[ОТРЫВОК]
Марр был убежден, что язык дифференцирует смыслы, которые существуют до и помимо языка и которые, строго говоря, безразличны к тому, как они дифференцируются – за счет речи, письма или чего-то еще. Такое «еще» Марр, как известно, находил в явлении, которое можно было бы назвать мистическим, если бы оно не декларировалось с опорой на марксизм. Это так называемый «ручной язык» – понятие, которое является ключевым для генетической (или, как называл ее сам Марр, «яфетической») теории языка113. Стоит оценить новизну этого понятия в идеологической и научной ситуации 1920 – 1930-х годов. С одной стороны, понятие «ручного языка» поддерживало ставшее к тому времени уже хрестоматийным положение Маркса и Энгельса о роли руки в эволюции человека, а с другой – решало (или, точнее, снимало) одну из основных методологических проблем исторической и теоретической лингвистики – проблему, связанную с дуализмом «устности» и «письменности». Генетически, а значит, и по своей сути (аb origine) язык представал в теории Марра как единство мышления, письма и труда. В современных терминах можно было бы сказать, что Марр понимал язык примерно так, как Джон Остин понимал перформатив: язык не называет, язык делает.
Положение об акциональной природе языка, принципиальное для Марра и его последователей (Израиля Франка-Каменецкого, Ольги Фрейденберг, Ивана Мещанинова, в последние годы его жизни – Дмитрия Зеленина), лежало в основе той анаграмматической комбинаторики («глоттогенетических» первоэлементов «сал», «бер», «йон», «рош»), которая позднее будет сочтена и объявлена абсурдной. Следует заметить, однако, что логических изъянов в аргументации Марра нет. Если язык является не знаменательной системой, а действием, то суть лингвистического анализа заключается в выявлении функций, а не значений, в частности – в ведущей роли сказуемо-предикативных частей речи, а не именительных (не исключено, что Марр в данном случае как бы проецировал эргативность грузинского языка на структуру русского)114. Классическое языкознание, сравнительная индоевропеистика виделись ему, с этой точки зрения, ошибочными не только идеологически (уже потому, что они не считаются с ролью труда и руки в эволюции человека, а значит, и в эволюции его языка), но и логически (хотя бы потому, что исходят из положения о разных языковых семьях при очевидном единстве человечества, а значит – и «человеческого» языка). В противостоянии «буржуазной» индоевропеистике Марр отстаивал такое понимание языка, которое – при всех своих историко-социологизаторских декларациях – подчеркивало антропологическое и биологическое единство человеческого рода. «Ручной язык» – это язык, на котором говорят все, всё человечество; он един и потому «общепонятен» по самой природе человека. Идеологическая функция лингвистики представала поэтому решением не просто научных, но именно социальных задач (что объясняет, между прочим, и ту пропагандистскую риторику, которую марристы использовали для опорочения индоевропеистики). Интенция, которая предполагала само наличие таких задач, – это стратегия не объяснения, а создания языка. Лингвист-яфетолог как бы возвращал язык его носителю, делал его общим для всего человечества.

[ИСХОДНЫЕ СТРОКИ]
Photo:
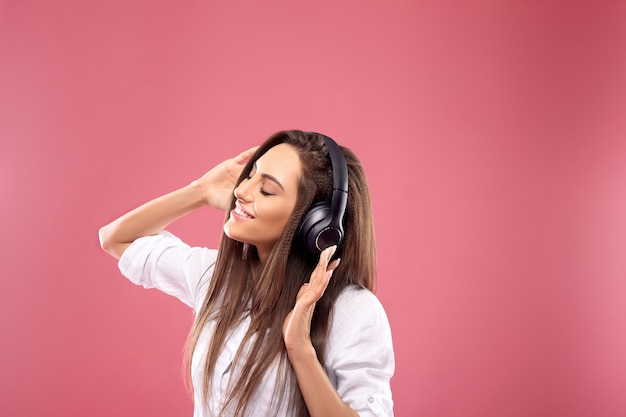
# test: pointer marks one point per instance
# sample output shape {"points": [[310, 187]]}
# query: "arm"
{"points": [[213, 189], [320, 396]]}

--

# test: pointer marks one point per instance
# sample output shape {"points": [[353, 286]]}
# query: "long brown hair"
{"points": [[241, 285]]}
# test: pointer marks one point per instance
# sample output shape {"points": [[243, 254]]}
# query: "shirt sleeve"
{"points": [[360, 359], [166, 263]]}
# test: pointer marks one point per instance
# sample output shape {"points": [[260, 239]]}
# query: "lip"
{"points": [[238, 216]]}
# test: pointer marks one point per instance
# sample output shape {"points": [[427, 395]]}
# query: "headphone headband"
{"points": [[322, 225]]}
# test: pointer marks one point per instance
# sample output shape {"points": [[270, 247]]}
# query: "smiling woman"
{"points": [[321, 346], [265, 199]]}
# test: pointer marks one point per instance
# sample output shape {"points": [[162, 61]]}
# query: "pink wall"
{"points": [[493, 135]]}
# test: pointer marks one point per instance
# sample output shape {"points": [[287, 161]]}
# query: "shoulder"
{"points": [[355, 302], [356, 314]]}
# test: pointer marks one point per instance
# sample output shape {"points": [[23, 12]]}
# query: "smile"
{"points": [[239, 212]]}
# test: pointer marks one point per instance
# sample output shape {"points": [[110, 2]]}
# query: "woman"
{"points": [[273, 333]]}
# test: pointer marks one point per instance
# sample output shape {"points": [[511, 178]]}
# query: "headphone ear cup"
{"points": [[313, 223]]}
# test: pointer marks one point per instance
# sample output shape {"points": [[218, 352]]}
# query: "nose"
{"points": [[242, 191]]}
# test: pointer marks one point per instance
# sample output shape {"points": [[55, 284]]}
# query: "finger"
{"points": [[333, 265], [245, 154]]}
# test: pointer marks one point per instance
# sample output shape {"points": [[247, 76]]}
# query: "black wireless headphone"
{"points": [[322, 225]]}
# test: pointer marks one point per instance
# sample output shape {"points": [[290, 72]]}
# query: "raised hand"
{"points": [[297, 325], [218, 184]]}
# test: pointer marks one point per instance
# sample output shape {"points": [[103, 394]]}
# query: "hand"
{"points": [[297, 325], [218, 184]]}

* * *

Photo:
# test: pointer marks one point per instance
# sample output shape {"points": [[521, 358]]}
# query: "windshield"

[ЧТО СДЕЛАТЬ]
(A) Перечислите все «глоттогенетические» первоэлементы, которые названы в отрывке о теории Марра.
(B) Согласуются ли с отрывком о теории Марра следующие утверждения? (i) Сам Марр называл свою теорию языка «яфетической». (ii) Автор находит в аргументации Марра логические изъяны. (iii) По Марру, «ручной язык» понятен лишь отдельным народам. На каждое ответьте «да» или «нет» и приведите решающие слова отрывка точной цитатой.

[ОТВЕТЫ ПО ПОРЯДКУ]
(A) сал, бер, йон, рош

(B)
(i) Да: «как называл ее сам Марр, «яфетической»».
(ii) Нет: «логических изъянов в аргументации Марра нет».
(iii) Нет: «он един и потому «общепонятен» по самой природе человека».